### TASKS AND EXERCISES
[a] According to the interval forecasting page, what is the only assumption that conformal prediction makes?
[b] Reproduce the interval forecasting page from "Skip to content" to "forecast might be.".

### EXERCISE PASSAGE
▼
Skip to content

Interval Forecasting

A point forecast produces a single predicted value ("sales will be 150 units tomorrow"). An interval forecast produces a range ("sales will be between 120 and 180 units tomorrow, with 90% probability"). The range is more honest: it acknowledges uncertainty and gives decision-makers the information they need to plan for risk. How wide should you set inventory buffers? How much capacity should you reserve? These questions require knowing not just the expected outcome, but how wrong the forecast might be.

Yohou provides two approaches to interval forecasting: conformal prediction (distribution-free, wraps any point forecaster) and quantile regression (learns interval bounds directly). Both produce prediction intervals at user-specified coverage rates and integrate with yohou's standard fit/predict_interval/observe lifecycle.

Conformal Prediction

Traditional statistical methods (ARIMA, exponential smoothing) produce prediction intervals by assuming the forecast errors follow a known distribution, typically Gaussian. Under this assumption, interval width is derived analytically from the estimated error variance. The advantage is simplicity; the risk is that the assumption is wrong. Heavy-tailed, skewed, or heteroscedastic errors produce intervals that are too narrow and undercover in practice.

Conformal prediction avoids this problem entirely. It is a distribution-free framework that constructs prediction intervals from calibration data alone. The core idea: if you have a collection of past prediction errors, the quantile of those errors tells you how wide the interval needs to be. If the 90th percentile of past absolute errors is 15, then adding and subtracting 15 from a point prediction gives an interval that would have covered 90% of past observations.

The formal guarantee is marginal coverage: over the calibration set, the intervals contain the true value at least as often as the stated coverage rate. This guarantee holds regardless of the underlying data distribution, the forecasting model, or the time series characteristics. The only assumption is exchangeability of the calibration residuals, roughly meaning that the calibration errors are representative of future errors.

In practice, this assumption can be violated when the data distribution shifts over time. Yohou's observe mechanism helps here: as new data arrives, the calibration set is updated incrementally, keeping the conformity scores aligned with recent behavior.

Yohou focuses on distribution-free approaches because they pair naturally with the reduction framework: any sklearn regressor can serve as the base model, and the interval construction does not depend on the regressor's internal assumptions.

Split Conformal Forecasting

SplitConformalForecaster implements the split conformal approach. It divides the training data into two portions: a training set and a calibration set. The wrapped point forecaster trains on the first portion, then generates predictions on the held-out calibration portion. The differences between those predictions and the actual calibration values become the conformity scores that determine interval width.

The process works as follows:

  1. Split: The last calibration_size observations form the calibration set; the remainder is the training set.
  2. Train: The point forecaster fits on the training set.
▲
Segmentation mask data
▼
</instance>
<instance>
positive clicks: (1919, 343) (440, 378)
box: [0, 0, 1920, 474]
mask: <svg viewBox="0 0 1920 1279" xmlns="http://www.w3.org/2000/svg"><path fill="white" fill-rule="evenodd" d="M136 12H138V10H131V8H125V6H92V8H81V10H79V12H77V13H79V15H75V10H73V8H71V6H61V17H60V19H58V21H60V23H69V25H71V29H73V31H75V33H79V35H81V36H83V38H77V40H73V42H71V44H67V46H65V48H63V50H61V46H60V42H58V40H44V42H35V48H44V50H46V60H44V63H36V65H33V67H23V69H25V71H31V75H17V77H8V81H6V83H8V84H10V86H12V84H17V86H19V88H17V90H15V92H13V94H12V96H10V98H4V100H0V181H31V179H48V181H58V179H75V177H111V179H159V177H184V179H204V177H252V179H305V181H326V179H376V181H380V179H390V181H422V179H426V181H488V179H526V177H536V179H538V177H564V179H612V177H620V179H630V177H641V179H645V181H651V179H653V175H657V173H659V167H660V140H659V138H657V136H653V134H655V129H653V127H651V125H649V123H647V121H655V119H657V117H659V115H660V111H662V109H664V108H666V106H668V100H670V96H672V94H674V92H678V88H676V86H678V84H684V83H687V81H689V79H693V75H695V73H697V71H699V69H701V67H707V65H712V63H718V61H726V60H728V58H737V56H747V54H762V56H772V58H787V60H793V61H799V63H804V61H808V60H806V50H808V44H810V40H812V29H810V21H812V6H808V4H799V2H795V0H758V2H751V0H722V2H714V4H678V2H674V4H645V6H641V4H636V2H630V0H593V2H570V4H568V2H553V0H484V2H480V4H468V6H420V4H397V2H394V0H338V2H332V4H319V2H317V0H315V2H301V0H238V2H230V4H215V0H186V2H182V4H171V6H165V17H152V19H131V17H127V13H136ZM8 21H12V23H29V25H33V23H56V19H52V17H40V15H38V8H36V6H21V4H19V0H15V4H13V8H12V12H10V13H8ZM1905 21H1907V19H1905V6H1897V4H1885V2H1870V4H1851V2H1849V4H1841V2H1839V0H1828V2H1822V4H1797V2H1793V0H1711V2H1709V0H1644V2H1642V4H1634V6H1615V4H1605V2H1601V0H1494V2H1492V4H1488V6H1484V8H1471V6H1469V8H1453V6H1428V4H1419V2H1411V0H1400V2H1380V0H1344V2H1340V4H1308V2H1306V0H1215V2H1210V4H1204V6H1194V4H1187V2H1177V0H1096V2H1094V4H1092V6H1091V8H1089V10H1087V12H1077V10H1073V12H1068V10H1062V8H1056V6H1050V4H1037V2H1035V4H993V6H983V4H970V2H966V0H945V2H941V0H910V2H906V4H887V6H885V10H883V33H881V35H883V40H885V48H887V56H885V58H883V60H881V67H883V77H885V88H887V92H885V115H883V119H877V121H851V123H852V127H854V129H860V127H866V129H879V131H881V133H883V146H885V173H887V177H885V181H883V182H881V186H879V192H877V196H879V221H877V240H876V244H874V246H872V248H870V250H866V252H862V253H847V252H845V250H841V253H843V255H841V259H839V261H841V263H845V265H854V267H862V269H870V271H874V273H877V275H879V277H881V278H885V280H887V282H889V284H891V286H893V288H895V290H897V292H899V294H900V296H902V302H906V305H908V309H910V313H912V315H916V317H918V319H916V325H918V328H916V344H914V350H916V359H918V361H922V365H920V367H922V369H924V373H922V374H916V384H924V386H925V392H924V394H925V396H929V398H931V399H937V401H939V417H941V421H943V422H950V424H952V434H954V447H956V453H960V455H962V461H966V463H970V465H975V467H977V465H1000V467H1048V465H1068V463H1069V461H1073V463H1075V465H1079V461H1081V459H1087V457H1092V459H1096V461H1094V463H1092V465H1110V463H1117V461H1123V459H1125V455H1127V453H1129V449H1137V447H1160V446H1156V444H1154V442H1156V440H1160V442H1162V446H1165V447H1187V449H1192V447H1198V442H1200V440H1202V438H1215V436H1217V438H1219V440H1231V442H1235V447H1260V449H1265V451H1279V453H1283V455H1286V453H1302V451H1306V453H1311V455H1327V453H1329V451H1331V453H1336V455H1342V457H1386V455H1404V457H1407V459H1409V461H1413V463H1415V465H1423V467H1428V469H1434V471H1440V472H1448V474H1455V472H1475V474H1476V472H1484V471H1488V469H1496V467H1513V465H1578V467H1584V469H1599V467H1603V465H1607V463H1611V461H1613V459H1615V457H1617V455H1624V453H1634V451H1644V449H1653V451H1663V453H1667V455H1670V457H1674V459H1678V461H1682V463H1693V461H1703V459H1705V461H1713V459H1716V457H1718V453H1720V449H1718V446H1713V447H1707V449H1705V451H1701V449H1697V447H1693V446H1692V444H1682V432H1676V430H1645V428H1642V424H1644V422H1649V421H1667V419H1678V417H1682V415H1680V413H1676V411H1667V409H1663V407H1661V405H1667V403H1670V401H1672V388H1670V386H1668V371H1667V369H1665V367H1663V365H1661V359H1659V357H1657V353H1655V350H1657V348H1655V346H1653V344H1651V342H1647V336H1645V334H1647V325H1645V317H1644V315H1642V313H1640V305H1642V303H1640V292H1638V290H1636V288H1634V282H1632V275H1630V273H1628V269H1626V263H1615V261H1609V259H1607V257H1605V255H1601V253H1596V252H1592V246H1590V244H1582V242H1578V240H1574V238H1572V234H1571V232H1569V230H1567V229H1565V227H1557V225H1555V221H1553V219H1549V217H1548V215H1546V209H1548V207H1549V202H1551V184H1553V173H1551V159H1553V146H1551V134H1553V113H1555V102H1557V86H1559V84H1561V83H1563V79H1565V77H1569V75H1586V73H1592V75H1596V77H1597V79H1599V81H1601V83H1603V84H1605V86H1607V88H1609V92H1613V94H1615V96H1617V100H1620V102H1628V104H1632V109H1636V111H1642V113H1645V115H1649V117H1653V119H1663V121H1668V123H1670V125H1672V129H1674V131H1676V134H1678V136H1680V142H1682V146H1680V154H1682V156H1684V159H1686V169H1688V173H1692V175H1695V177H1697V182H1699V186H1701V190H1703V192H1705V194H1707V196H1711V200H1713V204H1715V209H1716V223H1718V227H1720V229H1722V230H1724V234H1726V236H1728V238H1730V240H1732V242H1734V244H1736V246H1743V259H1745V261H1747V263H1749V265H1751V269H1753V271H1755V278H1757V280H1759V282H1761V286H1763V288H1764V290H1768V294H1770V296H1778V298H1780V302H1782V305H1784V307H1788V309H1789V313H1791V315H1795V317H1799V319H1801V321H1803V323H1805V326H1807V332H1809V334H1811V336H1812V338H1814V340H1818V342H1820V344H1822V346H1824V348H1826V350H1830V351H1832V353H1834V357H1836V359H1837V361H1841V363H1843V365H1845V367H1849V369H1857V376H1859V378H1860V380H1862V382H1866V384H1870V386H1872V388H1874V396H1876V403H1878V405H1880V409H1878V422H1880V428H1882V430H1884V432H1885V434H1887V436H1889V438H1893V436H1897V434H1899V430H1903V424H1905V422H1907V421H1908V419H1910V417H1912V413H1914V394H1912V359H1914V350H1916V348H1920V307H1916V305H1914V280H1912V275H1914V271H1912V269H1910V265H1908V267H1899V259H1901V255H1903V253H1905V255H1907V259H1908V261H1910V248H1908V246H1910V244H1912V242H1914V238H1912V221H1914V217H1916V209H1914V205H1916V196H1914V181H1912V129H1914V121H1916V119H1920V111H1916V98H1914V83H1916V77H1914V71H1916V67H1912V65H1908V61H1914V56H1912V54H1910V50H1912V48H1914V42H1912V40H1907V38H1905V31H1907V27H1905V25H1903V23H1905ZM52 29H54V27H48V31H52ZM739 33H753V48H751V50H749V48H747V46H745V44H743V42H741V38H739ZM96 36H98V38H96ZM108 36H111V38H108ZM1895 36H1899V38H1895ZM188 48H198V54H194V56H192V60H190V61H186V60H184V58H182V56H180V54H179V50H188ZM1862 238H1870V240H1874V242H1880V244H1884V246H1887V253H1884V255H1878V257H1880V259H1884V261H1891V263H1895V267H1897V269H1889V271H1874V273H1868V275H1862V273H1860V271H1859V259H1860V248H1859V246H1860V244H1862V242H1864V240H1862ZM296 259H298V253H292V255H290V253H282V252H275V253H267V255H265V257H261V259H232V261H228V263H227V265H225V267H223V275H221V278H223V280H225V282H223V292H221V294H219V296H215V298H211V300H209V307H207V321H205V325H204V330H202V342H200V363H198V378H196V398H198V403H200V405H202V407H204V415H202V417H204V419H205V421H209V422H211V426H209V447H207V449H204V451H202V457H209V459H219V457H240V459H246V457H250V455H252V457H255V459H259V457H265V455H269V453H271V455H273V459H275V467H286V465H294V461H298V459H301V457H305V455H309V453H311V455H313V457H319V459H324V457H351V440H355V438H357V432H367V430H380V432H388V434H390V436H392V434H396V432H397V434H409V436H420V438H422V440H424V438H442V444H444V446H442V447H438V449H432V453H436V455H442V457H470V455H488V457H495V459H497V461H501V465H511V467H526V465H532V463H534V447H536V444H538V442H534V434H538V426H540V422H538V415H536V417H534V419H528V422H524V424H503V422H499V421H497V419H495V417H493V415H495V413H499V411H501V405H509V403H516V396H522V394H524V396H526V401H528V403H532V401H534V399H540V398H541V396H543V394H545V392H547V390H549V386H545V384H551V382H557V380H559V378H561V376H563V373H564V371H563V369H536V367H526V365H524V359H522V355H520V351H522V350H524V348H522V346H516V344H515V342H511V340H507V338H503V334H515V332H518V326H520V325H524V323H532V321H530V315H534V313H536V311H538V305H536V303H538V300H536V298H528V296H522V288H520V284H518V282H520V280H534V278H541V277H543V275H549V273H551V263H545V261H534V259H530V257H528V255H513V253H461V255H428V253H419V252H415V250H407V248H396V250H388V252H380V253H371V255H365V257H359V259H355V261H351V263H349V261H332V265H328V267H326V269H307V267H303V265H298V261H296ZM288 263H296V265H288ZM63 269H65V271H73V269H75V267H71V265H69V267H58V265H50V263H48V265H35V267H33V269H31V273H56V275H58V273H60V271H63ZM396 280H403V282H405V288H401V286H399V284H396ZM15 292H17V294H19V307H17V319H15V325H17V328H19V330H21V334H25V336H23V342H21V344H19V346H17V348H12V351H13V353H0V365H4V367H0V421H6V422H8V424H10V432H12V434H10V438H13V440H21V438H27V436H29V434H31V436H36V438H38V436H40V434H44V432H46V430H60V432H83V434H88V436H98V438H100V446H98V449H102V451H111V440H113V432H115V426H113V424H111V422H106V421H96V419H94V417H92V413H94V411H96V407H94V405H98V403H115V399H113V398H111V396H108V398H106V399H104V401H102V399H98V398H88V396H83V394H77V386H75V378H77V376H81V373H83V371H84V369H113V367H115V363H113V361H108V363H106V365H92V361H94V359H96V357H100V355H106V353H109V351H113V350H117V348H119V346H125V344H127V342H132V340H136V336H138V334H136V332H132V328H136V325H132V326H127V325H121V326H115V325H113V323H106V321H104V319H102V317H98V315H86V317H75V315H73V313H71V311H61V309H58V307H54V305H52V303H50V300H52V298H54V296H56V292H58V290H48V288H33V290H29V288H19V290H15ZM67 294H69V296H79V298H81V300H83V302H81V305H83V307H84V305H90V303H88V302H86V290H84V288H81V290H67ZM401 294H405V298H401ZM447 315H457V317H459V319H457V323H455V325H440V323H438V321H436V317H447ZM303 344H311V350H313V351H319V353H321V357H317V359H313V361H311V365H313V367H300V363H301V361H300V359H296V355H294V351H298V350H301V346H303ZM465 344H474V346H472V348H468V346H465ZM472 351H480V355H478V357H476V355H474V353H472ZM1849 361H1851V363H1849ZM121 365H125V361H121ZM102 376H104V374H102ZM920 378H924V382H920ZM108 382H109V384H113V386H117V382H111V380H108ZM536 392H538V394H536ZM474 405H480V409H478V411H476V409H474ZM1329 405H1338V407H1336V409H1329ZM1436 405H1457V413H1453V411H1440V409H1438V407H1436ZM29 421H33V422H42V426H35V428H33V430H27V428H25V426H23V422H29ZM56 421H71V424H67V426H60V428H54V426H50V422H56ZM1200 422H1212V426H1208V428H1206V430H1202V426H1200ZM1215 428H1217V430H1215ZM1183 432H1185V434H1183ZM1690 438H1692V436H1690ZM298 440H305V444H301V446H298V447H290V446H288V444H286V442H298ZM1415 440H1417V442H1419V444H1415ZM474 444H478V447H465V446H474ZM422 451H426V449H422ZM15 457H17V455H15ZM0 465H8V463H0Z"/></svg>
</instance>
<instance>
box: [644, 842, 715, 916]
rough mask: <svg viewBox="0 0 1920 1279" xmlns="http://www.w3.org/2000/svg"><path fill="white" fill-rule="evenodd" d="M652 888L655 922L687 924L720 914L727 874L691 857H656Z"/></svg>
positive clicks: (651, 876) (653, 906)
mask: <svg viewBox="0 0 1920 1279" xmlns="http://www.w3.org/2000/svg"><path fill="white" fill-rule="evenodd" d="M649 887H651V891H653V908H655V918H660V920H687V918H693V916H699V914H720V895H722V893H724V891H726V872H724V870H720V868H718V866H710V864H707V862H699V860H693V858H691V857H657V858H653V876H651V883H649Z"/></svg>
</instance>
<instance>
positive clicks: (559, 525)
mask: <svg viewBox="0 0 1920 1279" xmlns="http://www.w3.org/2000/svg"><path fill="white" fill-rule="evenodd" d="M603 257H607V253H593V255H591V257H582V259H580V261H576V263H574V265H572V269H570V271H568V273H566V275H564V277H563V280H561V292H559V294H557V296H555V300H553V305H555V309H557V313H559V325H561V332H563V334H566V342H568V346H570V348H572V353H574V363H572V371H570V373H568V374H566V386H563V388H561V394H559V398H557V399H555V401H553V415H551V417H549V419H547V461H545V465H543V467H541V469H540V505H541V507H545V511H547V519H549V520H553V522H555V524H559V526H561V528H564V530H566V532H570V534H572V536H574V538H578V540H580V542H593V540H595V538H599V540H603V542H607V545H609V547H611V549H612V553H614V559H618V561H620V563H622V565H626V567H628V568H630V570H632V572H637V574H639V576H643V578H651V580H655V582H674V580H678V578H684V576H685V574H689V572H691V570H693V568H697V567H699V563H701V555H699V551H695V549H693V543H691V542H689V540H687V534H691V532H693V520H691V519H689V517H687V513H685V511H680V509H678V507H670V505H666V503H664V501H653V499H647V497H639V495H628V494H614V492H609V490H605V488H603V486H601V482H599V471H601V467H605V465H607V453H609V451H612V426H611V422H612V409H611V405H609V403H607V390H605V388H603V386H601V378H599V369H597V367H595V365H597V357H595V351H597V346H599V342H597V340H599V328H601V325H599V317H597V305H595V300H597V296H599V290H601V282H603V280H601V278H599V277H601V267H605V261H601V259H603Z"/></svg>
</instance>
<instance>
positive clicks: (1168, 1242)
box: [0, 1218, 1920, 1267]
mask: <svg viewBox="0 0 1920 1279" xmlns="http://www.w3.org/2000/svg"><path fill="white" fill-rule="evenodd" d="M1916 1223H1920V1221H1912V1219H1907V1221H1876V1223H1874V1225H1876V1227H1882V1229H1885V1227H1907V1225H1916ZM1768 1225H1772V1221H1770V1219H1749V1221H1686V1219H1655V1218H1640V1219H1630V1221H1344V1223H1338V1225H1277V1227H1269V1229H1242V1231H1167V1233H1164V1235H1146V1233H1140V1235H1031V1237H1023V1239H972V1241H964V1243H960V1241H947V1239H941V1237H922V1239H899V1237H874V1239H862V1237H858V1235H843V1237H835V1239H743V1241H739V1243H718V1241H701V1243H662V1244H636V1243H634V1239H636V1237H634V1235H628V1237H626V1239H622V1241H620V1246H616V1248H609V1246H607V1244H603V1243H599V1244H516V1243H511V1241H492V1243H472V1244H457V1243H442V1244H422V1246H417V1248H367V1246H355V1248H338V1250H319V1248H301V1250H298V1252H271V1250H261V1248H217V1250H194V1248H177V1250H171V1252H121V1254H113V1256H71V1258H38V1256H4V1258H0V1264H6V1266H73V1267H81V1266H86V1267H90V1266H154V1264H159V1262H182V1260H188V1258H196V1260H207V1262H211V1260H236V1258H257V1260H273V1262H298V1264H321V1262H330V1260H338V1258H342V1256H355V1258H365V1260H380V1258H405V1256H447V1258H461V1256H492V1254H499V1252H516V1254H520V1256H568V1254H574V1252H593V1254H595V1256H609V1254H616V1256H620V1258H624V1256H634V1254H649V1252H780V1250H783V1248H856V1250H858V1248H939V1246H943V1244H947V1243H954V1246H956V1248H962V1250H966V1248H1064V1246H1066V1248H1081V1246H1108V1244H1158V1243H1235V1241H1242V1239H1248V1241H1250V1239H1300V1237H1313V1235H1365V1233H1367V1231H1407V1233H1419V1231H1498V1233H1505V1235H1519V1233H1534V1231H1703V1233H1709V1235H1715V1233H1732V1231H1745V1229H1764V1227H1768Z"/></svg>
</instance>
▲
### ANSWERS BELOW
[a] It assumes only that the calibration residuals are exchangeable, roughly meaning the calibration errors are representative of future errors.

[b]
Skip to content

Interval Forecasting

A point forecast produces a single predicted value ("sales will be 150 units tomorrow"). An interval forecast produces a range ("sales will be between 120 and 180 units tomorrow, with 90% probability"). The range is more honest: it acknowledges uncertainty and gives decision-makers the information they need to plan for risk. How wide should you set inventory buffers? How much capacity should you reserve? These questions require knowing not just the expected outcome, but how wrong the forecast might be.